= Beginning of Section =

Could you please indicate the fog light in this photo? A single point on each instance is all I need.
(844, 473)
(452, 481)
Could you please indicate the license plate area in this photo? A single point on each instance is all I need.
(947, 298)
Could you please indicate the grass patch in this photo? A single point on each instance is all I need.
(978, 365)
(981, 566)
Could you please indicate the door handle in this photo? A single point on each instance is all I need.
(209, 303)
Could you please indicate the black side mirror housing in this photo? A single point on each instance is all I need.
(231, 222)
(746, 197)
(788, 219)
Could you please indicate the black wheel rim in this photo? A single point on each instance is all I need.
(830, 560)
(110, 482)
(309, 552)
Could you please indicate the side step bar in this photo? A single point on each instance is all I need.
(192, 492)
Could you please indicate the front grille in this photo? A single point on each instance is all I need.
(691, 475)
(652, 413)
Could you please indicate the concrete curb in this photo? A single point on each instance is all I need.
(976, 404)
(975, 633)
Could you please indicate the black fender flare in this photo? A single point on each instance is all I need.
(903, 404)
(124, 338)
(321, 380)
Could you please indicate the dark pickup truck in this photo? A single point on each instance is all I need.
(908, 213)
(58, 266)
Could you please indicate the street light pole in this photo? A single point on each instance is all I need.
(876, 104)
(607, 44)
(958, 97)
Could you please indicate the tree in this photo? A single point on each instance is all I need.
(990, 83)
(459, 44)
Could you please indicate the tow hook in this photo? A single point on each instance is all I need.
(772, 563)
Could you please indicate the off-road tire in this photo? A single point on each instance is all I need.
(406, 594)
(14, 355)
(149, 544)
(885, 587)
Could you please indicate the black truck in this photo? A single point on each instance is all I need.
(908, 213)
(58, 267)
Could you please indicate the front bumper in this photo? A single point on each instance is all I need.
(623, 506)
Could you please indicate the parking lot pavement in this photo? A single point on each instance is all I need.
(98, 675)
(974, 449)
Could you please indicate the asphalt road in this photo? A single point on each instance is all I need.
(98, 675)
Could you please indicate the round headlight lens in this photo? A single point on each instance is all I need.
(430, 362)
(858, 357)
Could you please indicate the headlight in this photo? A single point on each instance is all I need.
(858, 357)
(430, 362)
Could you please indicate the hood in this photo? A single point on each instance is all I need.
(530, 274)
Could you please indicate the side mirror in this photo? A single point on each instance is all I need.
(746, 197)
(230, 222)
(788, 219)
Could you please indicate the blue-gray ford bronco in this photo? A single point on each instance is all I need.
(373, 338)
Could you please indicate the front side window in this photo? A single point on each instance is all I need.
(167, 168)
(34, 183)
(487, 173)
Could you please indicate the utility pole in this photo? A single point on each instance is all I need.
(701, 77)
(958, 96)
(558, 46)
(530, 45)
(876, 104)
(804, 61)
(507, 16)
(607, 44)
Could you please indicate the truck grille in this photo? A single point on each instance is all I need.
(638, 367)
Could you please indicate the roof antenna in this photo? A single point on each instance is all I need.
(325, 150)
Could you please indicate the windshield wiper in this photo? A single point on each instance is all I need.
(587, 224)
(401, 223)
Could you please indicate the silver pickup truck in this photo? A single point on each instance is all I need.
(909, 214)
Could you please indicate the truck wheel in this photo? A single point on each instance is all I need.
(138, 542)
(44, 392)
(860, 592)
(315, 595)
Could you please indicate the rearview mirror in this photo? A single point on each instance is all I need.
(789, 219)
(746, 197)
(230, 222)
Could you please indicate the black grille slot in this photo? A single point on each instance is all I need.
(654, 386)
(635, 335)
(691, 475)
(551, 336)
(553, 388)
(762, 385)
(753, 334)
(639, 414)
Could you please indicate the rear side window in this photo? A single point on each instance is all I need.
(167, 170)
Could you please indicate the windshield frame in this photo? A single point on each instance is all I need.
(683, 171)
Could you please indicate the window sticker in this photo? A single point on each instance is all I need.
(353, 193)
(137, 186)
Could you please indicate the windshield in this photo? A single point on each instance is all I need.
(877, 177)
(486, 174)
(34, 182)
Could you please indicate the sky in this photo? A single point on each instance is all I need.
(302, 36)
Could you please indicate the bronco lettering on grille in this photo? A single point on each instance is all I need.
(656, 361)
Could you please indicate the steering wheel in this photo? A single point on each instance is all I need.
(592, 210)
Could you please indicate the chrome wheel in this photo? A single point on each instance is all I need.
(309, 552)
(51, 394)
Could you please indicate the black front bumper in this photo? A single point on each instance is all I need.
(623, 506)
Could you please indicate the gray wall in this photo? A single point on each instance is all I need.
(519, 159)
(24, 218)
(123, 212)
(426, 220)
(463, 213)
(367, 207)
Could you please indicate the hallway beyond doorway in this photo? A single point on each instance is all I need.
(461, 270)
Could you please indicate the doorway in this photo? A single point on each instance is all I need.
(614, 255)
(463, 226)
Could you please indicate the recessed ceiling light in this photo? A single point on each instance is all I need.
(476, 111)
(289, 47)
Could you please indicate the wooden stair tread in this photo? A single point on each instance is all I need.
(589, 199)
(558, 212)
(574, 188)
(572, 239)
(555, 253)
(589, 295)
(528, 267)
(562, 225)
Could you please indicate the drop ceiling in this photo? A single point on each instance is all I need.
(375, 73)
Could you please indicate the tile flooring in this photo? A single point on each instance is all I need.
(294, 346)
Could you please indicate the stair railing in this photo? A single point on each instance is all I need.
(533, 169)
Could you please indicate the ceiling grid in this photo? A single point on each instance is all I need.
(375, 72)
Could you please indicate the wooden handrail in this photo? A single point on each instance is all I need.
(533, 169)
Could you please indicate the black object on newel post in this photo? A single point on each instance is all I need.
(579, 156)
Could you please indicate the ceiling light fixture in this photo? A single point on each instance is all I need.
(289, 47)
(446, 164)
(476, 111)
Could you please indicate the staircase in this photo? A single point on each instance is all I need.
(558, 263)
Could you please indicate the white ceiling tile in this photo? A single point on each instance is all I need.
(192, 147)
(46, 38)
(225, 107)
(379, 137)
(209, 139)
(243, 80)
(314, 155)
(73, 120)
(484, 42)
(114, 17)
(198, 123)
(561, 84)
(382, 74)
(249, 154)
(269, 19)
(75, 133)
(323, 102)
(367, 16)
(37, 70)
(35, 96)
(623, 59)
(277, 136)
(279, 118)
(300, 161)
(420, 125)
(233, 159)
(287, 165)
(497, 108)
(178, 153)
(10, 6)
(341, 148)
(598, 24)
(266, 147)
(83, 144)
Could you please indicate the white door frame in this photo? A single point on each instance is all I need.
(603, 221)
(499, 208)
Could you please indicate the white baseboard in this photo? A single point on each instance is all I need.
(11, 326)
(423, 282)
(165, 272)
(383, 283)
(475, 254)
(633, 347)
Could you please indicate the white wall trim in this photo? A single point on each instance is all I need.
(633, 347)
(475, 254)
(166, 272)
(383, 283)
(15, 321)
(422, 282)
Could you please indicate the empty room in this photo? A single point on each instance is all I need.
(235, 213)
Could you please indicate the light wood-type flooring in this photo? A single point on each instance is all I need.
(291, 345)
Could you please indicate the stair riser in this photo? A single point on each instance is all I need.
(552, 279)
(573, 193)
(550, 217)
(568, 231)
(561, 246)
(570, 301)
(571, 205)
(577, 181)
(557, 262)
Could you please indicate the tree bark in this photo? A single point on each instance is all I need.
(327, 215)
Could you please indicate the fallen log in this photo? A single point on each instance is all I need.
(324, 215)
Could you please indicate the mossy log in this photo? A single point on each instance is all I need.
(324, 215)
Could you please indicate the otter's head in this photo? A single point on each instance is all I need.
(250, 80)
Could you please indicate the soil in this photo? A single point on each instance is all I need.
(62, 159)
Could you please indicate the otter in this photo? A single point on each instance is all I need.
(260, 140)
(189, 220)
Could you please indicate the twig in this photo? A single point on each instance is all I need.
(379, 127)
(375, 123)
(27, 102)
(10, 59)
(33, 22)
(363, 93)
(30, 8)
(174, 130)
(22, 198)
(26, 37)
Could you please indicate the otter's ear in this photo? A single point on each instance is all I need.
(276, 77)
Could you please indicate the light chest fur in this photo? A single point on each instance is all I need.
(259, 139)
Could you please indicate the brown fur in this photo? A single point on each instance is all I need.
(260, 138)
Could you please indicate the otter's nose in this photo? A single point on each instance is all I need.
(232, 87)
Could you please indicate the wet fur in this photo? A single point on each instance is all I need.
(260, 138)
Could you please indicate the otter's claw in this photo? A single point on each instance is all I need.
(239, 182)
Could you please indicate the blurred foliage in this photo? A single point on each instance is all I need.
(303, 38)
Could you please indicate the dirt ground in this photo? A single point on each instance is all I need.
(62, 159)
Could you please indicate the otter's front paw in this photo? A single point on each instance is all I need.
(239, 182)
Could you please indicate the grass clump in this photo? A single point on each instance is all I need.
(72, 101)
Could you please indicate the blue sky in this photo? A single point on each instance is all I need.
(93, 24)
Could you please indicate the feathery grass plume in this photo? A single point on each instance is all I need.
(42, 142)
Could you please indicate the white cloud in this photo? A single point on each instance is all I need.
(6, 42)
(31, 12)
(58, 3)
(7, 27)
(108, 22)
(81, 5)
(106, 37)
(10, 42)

= End of Section =

■ **REQUIREMENT**
Your output should be an exact transcription of the line that holds "Could you please indicate the otter's nose" and each line after it through the end of the listing above.

■ **RESPONSE BOX**
Could you please indicate the otter's nose in this photo? A single point on each instance is all I need.
(232, 87)
Could you please indicate the wet fur in this photo? A single point on each instance is all I need.
(260, 138)
Could you please indicate the otter's claw in this photo? A single point on each instance is all I need.
(239, 182)
Could you please indicate the blurred foliage in this photo? A single point on each instance is all I need.
(303, 38)
Could you please indicate the dirt ground in this photo? A single point on each instance is all I need.
(62, 159)
Could you please indicate the otter's front paw in this photo? A single point on each instance is all I need.
(239, 182)
Could you please indicate the grass clump in this photo? A single point on each instance is all I need.
(72, 101)
Could you please indicate the blue sky in this photo? A single point on each instance is all I need.
(93, 24)
Could you please indicate the feathery grass plume in this photo? A single point on each instance is all I need.
(42, 142)
Could you please indicate the white cloud in this photo? A single point on each instance is all I need.
(6, 42)
(31, 12)
(58, 3)
(7, 27)
(108, 22)
(81, 5)
(106, 37)
(10, 42)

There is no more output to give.